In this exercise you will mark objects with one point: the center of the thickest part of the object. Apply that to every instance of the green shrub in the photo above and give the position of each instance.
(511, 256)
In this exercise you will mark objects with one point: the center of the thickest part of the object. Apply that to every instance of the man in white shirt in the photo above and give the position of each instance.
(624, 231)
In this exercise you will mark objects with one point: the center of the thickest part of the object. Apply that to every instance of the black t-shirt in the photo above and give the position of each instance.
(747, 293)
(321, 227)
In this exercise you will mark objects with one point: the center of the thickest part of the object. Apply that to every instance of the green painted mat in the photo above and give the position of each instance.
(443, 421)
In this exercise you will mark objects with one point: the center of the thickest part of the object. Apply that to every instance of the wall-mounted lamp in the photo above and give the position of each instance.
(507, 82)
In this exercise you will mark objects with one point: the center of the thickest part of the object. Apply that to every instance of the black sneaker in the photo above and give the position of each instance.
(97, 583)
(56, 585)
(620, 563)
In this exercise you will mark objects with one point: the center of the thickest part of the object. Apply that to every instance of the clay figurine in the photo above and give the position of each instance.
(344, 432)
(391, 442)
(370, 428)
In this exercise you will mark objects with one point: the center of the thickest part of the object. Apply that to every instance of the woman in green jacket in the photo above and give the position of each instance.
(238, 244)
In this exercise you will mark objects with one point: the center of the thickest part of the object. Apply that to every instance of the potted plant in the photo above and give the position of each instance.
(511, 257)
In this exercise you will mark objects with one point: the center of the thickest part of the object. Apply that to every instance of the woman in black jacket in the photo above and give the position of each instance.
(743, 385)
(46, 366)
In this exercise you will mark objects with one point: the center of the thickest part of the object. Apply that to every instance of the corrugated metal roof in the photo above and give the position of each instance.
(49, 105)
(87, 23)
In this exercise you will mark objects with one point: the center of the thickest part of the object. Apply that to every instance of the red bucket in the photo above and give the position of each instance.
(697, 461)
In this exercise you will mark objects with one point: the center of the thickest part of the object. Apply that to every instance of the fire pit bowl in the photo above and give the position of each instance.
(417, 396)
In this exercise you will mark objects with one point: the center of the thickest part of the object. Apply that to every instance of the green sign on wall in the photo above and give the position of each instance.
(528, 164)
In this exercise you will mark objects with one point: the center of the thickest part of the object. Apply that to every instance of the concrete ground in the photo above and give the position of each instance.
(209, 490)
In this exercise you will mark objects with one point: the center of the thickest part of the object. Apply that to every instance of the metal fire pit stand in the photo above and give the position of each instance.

§ **What is needed**
Repeat all the entries word for word.

§ **Written reply**
In this exercise you will mark objects with one point: the center of the thickest part of the object. Apply that to every instance of the green shrub in the photo above and give the position of each instance.
(511, 256)
In this exercise you will mark objects with one point: the center of the thickest part of the object. Apply that to every instance of the man in white shirt in the photo above and give the position of each instance.
(624, 231)
In this exercise you will mark objects with one point: the center of the thickest part of the object. Apply that to every instance of the black t-shirt in the photo above and give the position of each instance.
(747, 293)
(321, 227)
In this exercise you will mark objects with one point: the center of the thickest part of the object. Apply that to every instance of the green painted mat in the photo above and give the position of each instance.
(443, 421)
In this exercise you will mark objects with one point: the center of the thickest part of the object. Apply that to every instance of the wall-mounted lamp in the photo above and give the position of each instance.
(507, 82)
In this exercise you will mark objects with one point: the center of the thickest part of the object. Apply that to every instance of the black sneaker in the photo above and give the position of each instance.
(97, 583)
(56, 585)
(620, 563)
In this exercise you will mark objects with one point: the center of the thickest part of the object. Apply that to every instance of the clay figurine in the photo above and give the position of each instance.
(344, 432)
(391, 442)
(370, 428)
In this exercise you will mark objects with one point: the center of the thickest part of the object. Apply that to every instance of the woman in green jacket in the photo above and give the position of each instance.
(238, 244)
In this exercise you will mark objects with one point: the center of the thickest part of the object. Apply that to every instance of the potted plant in the photo above and give the position of each instance.
(511, 257)
In this exercise you will mark objects with one point: the center of the thickest part of the object. Apply that to every instance of the woman in black jacket in the photo above and give the position of each instance.
(743, 385)
(46, 366)
In this exercise you will mark objects with one point: the center of the thickest part of the object. Apply that to every instance of the corrugated metal roof in the photo above and give the position of each instance.
(49, 105)
(87, 23)
In this exercise you will mark objects with one point: the center of the thickest part of the object. Apply that to every instance of the red bucket in the photo above and give the position of each instance.
(697, 461)
In this exercise you will mark objects with one point: the center of the thickest part of the object. Apply that to every instance of the fire pit bowl in the photo above and give the position of each instance.
(417, 396)
In this exercise you will mark objects with one point: the center of the thickest part of the object. Apply that to every instance of the green sign on wall in the photo above and give the position of each instance.
(528, 164)
In this exercise you will mark objects with one point: the center of the thickest part of the object. Apply that to every instance of the concrete ground in the photo above and give the position of each instance.
(209, 490)
In this exercise you will mark objects with one point: the center of the thickest part of the object. Apply that to every instance of the metal fire pit stand in the photo above and give the position of each instance.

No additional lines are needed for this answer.